TASK TO CARRY OUT – Scan the listing below for the word "limestone", then copy each line that has it.

SUPPLIED MATERIAL –
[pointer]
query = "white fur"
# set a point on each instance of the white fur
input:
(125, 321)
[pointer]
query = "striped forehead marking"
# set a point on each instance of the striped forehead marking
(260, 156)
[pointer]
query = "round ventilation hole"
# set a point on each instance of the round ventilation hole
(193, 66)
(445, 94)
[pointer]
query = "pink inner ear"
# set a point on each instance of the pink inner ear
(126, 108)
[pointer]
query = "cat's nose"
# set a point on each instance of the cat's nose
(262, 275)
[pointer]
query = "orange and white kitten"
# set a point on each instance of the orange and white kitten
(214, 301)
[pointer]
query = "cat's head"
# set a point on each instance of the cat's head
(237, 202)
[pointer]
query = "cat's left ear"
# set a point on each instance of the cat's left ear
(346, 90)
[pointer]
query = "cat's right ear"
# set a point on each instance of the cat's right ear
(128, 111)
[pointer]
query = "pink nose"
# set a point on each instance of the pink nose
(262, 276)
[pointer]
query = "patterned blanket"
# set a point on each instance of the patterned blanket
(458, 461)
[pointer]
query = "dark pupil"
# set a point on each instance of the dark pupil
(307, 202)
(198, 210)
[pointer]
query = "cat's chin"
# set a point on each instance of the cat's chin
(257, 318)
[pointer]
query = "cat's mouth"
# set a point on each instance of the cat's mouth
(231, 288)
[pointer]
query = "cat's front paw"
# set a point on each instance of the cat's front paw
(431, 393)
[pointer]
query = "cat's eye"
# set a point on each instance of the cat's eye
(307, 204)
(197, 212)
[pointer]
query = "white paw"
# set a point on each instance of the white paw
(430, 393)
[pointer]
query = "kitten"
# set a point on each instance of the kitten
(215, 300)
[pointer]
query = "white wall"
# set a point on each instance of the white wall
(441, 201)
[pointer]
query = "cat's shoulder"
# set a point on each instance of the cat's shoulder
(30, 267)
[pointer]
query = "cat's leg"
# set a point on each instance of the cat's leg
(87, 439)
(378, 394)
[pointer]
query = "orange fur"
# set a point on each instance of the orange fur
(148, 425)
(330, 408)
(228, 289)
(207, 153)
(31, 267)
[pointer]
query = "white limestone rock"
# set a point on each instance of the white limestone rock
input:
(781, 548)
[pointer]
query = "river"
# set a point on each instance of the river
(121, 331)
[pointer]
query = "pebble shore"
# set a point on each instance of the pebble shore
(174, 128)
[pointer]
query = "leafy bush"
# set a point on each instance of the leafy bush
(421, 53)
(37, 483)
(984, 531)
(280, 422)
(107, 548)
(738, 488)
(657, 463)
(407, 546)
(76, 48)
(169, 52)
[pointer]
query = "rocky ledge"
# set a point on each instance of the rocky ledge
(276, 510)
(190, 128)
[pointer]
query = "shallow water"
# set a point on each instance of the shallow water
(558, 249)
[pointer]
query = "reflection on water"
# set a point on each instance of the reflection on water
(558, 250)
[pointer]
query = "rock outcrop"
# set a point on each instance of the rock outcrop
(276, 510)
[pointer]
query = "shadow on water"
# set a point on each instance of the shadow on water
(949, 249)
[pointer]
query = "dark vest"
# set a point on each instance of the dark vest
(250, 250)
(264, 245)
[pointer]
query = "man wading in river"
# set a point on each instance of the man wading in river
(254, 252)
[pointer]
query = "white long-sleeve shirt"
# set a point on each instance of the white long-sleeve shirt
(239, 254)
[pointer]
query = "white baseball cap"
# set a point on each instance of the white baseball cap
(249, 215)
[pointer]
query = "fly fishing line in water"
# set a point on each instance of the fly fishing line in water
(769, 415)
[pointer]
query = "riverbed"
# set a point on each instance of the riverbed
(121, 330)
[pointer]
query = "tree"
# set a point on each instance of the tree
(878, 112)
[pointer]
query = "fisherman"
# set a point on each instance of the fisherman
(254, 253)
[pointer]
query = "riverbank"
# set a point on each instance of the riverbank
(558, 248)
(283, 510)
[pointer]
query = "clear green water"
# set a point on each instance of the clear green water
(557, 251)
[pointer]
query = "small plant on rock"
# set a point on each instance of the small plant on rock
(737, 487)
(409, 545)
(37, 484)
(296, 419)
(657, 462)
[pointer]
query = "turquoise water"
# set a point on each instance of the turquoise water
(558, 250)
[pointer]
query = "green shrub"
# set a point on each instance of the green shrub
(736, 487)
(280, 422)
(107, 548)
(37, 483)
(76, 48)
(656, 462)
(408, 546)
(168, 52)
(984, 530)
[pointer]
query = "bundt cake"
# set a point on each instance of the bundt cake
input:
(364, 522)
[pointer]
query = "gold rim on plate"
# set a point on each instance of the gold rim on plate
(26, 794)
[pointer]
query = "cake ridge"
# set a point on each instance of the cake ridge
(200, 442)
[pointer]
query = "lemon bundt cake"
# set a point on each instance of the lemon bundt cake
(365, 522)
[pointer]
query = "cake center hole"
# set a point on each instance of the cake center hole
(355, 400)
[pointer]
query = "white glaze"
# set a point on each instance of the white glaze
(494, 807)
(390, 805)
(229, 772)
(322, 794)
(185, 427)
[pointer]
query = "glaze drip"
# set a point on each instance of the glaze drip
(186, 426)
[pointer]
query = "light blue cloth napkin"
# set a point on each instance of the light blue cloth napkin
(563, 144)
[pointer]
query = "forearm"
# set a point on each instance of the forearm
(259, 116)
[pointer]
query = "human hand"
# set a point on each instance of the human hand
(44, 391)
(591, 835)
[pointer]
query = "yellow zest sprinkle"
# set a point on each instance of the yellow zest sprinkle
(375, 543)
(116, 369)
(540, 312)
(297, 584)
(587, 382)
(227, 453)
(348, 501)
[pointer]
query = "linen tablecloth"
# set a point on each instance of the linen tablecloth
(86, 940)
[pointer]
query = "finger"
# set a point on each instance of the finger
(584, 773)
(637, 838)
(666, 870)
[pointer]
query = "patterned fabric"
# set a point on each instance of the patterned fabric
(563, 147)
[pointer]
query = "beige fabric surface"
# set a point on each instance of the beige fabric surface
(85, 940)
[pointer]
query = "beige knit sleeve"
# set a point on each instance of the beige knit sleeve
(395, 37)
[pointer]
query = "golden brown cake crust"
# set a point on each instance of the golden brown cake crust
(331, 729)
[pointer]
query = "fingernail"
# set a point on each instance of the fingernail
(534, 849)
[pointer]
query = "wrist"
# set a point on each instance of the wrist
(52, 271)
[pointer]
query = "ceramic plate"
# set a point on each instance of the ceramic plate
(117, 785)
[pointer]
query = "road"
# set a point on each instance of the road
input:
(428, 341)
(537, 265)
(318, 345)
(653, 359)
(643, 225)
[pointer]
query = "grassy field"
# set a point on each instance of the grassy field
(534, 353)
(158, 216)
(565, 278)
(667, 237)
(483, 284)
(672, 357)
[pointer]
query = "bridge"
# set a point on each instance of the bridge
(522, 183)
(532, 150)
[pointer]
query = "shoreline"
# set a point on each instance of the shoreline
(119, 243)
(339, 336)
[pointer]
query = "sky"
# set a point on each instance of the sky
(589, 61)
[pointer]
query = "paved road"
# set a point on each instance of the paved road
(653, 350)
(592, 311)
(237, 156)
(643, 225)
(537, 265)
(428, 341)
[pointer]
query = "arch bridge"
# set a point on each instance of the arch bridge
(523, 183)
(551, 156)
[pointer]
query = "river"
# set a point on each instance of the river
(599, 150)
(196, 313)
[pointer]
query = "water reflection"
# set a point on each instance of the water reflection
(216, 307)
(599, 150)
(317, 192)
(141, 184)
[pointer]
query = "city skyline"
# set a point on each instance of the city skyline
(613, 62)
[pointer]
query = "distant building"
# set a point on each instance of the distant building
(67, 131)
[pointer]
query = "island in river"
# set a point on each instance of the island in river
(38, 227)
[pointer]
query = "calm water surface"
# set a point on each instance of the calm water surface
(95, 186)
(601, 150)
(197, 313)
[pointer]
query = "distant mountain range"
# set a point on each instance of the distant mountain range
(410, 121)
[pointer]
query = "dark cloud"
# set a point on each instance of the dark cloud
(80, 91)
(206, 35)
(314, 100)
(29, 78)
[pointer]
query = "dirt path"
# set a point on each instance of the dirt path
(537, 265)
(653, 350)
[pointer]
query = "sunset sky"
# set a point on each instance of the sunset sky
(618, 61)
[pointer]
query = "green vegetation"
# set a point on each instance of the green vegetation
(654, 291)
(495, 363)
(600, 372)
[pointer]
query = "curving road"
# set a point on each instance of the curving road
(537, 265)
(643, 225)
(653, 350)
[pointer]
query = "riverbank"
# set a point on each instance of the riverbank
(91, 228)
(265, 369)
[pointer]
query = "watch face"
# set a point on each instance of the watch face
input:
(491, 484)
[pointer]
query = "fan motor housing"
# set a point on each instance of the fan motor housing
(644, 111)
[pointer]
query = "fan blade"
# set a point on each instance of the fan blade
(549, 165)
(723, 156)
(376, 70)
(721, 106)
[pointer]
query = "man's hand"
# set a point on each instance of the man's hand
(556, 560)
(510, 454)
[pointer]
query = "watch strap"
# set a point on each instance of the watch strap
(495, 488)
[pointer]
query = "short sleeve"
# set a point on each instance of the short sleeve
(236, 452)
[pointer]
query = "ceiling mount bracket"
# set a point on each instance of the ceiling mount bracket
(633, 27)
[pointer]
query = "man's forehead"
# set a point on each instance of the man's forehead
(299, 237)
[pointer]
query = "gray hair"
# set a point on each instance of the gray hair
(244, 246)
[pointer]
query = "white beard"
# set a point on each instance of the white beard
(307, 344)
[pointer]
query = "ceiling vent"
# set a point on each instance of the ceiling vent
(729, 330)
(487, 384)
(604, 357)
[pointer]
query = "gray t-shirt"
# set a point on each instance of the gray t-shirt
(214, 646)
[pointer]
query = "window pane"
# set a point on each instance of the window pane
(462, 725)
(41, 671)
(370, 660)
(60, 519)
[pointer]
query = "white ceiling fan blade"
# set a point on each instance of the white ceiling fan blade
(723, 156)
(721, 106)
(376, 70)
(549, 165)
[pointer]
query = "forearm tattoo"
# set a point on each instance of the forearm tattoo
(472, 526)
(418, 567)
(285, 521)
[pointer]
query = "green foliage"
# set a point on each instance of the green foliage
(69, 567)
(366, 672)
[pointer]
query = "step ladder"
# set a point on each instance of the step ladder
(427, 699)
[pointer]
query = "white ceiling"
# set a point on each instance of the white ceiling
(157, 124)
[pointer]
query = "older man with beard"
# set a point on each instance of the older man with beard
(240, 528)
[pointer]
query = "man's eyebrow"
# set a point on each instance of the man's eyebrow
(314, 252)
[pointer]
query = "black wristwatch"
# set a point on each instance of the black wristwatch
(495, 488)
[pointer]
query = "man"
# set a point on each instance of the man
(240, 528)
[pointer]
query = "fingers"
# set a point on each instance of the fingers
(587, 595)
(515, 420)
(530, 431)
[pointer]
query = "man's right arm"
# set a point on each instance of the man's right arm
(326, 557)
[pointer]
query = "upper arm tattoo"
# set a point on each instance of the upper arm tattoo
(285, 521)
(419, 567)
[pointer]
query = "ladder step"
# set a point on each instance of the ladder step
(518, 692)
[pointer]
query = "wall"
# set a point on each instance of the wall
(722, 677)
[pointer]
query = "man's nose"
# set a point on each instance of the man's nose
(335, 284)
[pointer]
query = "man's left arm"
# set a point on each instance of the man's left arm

WRITTEN SOLUTION –
query = "white limestone rock"
# set a point on each instance of the white limestone rock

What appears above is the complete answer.